Task instructions
Render every line of the material below as a numbered list, skipping blank lines. Leave the pictures out.

Records for processing
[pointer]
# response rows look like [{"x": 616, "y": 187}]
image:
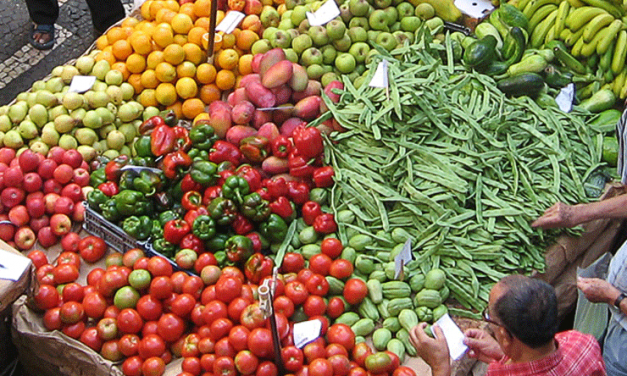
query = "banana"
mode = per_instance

Task answer
1. [pointer]
2. # response rows look like [{"x": 616, "y": 187}]
3. image:
4. query = "banana"
5. mode = per_instance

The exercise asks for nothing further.